Redaktion: Ok, die erste Frage ist zum Song "Police State". Habt Ihr eigentlich irgendwelche Reaktionen von Gulliani oder seiner Folgschaft bekommen?

Jimmy: Nein, überhaupt nicht.

Redaktion: Wer schreibt denn die Texte?

Jimmy: Ich schreib viele Texte, Roger auch, das läuft alles zusammen ab. Rob hat auch viele Ideen, er verpackt die Sache dann in einen Song mit 'ner guten Melodie.

Redaktion: In dem Song "Riot Riot Upstart" singt Ihr, dass New York City für eine Nacht Euch gehören könnte. Meint Ihr wirklich, dass so eine Situatiuon möglich wäre, oder benutzt Ihr es nur als Beispiel für die Power der Leute?

Roger: Es ist nur als Beispiel gedacht, da ich nicht davon ausgehe, dass es möglich ist. Aber ist doch ein schöner Wunsch, oder? Die Leute sollen verstehen, dass man alles erreichen kann. Es gibt ja überall auf der Welt Revolutionen, an vielen Orten wurde die Regierung gestürzt. Es kann funktionieren.

Jimmy: Es ist möglich, wenn jeder dabei ist. Aber dieser Song ist nur als Beispiel gedacht.

Roger: Es ist ja auch verdammt schwierig die amerikanische Regierung - oder eben NYC - zu stürzen, da wir eine starke Regierung haben. Wenn wir einen Song mit dem Titel "Costa Rica Is Ours Tonight" hätten... ich mein, die Regierung von Costa Rica kann man einfacher stürzen, das ist ein kleines Land. Dort ist es einfacher.

Redaktion: Das "Something's Gotta Give" - Album sollte ursprünglich auf Hellcat erscheinen, wurde dann aber von Epitaph veröffentlicht. Seht Ihr Unterschiede zwischen den beiden Labels?

Roger: Teilweise ist es dasselbe, teilweise gibt's aber auch Unterschiede. Hellcat hat sicherlich diesen Underground-Vibe, das mag ich lieber, denn das ist auch unser Vibe. Es gibt Vor- und Nachteile, aber letzendlich wollte Brett, dass die Platte auf Epitaph erscheint. Es ist halt ein- und diesselbe Familie, was sehr schön ist.

Redaktion: Alle reden von Unity. Meint Ihr, dass diese Unity immer noch existiert? Seht Ihr diesbezüglich Unterschiede zwischen der europäischen und der amerikanischen Szene?

Roger: Ich denke schon, dass Unity existiert, unsere Shows sind ein gutes Beispiel dafür. Unsere Gigs sind sehr strong, keiner kommt dahin, um sich zu prügeln. Außer den Mädels, besonders in Amerika gibt's viele Frauen - Prügeleien auf den Shows. Das ist verrückt. Die Leute kommen aber eigentlich zu den Shows, um zur Musik zu tanzen, und Politik und andere Geschichten zu vergessen. Sie wollen eine gute Zeit haben.

Rohdatensätze:

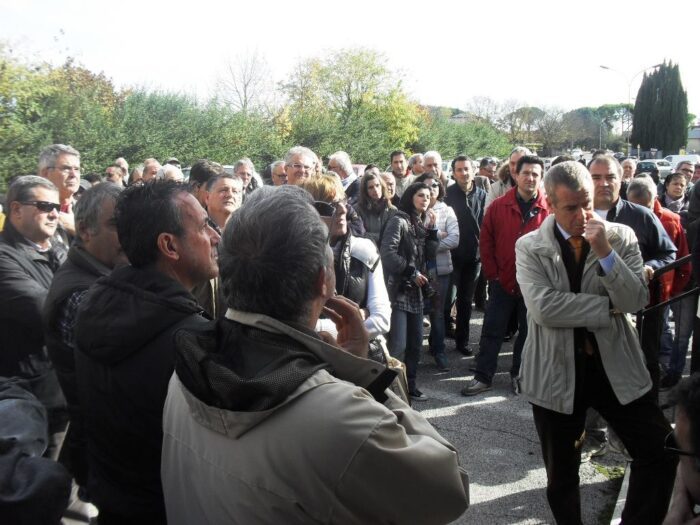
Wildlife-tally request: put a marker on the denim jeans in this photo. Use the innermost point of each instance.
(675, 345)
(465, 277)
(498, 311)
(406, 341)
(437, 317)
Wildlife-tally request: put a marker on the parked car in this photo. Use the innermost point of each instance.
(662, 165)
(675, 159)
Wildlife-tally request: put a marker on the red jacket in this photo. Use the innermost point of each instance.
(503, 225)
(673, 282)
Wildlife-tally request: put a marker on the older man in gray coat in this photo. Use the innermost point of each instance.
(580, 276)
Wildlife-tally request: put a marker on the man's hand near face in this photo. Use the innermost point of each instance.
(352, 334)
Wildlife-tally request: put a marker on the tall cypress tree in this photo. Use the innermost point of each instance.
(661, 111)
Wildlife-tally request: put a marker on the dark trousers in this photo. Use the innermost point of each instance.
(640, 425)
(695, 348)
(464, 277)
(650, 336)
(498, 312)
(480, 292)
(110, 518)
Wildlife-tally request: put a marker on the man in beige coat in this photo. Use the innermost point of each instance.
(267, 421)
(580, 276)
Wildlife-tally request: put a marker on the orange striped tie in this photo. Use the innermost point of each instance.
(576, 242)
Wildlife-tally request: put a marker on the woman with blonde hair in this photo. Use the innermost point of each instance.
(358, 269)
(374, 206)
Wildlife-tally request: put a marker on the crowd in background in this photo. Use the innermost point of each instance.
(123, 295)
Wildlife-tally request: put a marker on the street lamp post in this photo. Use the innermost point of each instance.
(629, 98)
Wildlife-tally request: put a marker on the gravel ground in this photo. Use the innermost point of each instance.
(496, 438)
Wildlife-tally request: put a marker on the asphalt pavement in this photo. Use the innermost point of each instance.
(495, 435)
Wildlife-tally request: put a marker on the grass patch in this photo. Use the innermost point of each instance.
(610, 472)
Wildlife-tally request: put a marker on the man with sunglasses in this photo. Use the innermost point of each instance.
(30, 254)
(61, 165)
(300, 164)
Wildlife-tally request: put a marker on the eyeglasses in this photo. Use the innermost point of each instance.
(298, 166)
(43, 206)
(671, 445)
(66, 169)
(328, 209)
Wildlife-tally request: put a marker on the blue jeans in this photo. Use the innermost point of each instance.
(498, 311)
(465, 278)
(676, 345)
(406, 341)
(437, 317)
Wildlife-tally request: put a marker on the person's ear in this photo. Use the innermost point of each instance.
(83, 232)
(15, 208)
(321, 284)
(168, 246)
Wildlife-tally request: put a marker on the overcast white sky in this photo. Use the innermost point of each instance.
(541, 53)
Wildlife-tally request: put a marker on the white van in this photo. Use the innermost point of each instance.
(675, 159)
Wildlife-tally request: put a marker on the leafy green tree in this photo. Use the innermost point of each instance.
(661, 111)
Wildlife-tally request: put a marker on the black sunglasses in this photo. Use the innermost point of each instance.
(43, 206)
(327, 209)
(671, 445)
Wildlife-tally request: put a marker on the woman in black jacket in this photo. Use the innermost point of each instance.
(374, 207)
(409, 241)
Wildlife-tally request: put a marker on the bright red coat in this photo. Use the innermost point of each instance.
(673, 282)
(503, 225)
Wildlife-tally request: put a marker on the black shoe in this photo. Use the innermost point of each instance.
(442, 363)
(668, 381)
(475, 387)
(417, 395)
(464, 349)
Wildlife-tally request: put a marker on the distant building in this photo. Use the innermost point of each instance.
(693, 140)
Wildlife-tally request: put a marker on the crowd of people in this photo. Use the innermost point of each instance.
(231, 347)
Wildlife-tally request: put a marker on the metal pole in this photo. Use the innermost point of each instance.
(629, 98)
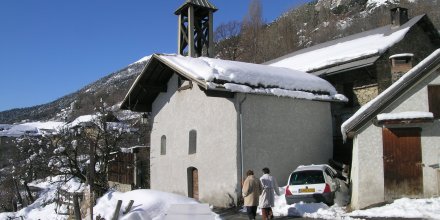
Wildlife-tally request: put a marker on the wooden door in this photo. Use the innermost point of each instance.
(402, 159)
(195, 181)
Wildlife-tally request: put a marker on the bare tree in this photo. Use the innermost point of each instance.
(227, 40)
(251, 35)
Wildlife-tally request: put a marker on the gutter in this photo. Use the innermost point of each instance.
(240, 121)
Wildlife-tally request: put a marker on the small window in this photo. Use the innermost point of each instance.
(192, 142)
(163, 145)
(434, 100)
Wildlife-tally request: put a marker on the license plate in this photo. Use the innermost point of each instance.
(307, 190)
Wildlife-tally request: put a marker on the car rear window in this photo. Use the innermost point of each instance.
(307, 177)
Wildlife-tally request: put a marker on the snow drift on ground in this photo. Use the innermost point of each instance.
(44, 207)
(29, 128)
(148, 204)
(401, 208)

**Schriftliche Anweisung A**
Gib jede Zeile der Datensätze zurück, in der die Zeichenfolge „crowd“ vorkommt.
**Schriftliche Anweisung B**
Führe das Bandinterview im Anschluss an seinen letzten gezeigten Satz weiter.
Text und Datensätze hängen inhaltlich nicht miteinander zusammen.

**Richtige Antwort A**
Wildlife-tally request: put a marker on the crowd in background in this photo. Use the innermost point of each instance.
Wildlife-tally request: put a marker on the crowd of people in this photo. Use the innermost point of each instance.

**Richtige Antwort B**
Redaktion: Auf den Unity-Touren ist ja immer 'ne Punkband dabei - letztes Jahr DROPKICK MURPHYS, jetzt U.S. BOMBS. Wollt Ihr daurch die einzelnen Szenen wie Straight Edge, Skinheads und Punks zusammenbringen?

Roger: Ja, darum geht's eigentlich.

Jimmy: Das ist die Szene.

Roger: Wir haben von Anfang an Hardcore - Punk gemacht, da gab's keine Trennung.

Das war so und wir wollen es wiederbringen. Bringin' It Back, Bringin' It Back, Bringin' It Back... (lacht). Den Song wirst Du gleich hören.

Redaktion: Vor ein paar Monaten hatten wir mit Lou von SICK OF IT ALL über britischen Oi! gesprochen. Er meinte, dass New York Harcore mehr vom californischen Hardcore als von Oi! beeinflußt war.

Jimmy: Wir haben unsere Einflüße von den alten britischen Oi!- und Streetpunkbands wie GBH, DISCHARGE, EXPLOITED, BUSINESS, COCKNEY REJECTS, da kommt der New York - Sound her.

Roger: Ja, da kommt er wirklich her. Danach haben wir unsere eigenen Sachen gemacht, amerikanischen Hardcore wie CIRCLE JERKS, BLACK FLAG, NEGATIVE APPROACH, MINOR THREAT, SS DECONTROL. Aber der Haupteinfluß in New York war immer die britische Szene.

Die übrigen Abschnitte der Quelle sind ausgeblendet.